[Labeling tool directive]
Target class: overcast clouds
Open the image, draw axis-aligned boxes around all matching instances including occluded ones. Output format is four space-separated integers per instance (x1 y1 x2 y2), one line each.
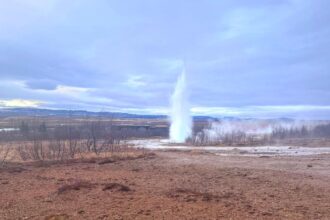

☆ ☆ ☆ ☆ ☆ ☆ ☆

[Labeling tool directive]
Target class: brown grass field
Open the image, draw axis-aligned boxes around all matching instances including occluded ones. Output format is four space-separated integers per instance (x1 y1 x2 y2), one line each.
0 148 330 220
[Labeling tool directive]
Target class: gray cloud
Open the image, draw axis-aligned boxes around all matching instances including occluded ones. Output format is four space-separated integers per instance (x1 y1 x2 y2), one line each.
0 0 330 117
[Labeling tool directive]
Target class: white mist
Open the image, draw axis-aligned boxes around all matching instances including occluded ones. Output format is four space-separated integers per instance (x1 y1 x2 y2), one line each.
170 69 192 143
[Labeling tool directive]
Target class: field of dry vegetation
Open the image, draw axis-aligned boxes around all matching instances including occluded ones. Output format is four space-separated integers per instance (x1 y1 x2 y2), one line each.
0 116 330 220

☆ ☆ ☆ ☆ ☆ ☆ ☆

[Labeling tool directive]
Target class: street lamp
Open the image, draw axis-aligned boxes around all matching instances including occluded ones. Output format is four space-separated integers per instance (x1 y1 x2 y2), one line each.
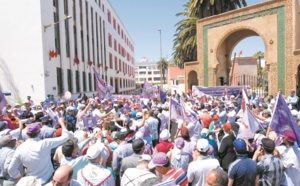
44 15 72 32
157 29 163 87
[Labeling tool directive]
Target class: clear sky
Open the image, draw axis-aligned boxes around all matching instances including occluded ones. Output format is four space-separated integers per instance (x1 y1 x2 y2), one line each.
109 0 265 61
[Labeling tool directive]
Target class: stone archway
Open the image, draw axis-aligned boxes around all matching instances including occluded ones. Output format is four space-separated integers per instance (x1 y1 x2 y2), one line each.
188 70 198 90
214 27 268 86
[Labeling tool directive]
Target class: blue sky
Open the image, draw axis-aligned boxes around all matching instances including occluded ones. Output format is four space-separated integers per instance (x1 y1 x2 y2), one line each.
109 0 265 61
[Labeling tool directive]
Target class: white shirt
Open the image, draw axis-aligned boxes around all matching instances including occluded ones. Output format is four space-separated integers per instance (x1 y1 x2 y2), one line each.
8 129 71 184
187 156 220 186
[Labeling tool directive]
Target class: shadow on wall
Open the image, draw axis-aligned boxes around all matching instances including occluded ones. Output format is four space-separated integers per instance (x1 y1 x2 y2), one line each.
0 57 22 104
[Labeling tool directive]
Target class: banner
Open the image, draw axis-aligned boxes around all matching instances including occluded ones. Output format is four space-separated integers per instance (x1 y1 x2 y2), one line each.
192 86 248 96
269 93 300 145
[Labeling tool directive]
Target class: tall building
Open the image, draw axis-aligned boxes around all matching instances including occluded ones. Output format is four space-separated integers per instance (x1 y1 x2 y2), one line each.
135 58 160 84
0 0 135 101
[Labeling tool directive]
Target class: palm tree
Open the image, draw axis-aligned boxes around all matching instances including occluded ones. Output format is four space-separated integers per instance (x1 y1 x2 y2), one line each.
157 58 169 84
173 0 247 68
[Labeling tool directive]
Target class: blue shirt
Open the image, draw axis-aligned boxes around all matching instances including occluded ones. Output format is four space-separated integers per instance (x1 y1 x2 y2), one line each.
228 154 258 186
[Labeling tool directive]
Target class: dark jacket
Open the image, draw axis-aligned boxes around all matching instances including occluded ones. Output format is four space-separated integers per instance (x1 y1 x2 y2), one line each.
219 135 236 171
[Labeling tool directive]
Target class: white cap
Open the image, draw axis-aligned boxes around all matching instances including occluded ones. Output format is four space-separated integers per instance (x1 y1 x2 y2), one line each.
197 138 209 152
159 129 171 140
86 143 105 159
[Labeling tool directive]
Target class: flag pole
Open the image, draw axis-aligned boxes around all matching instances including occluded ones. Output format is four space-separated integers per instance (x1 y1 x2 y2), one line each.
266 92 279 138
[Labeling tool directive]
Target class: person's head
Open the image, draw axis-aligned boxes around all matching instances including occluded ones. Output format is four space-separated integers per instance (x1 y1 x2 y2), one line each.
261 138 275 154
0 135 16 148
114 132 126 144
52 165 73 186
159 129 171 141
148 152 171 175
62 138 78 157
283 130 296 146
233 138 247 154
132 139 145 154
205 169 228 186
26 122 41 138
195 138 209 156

☆ ☆ ☆ ☆ ☆ ☆ ☆

YOUR GOAL. Tally the lines above that contain the word "white", matching case exactly, and reply with the number alone.

EXERCISE OUTPUT. 3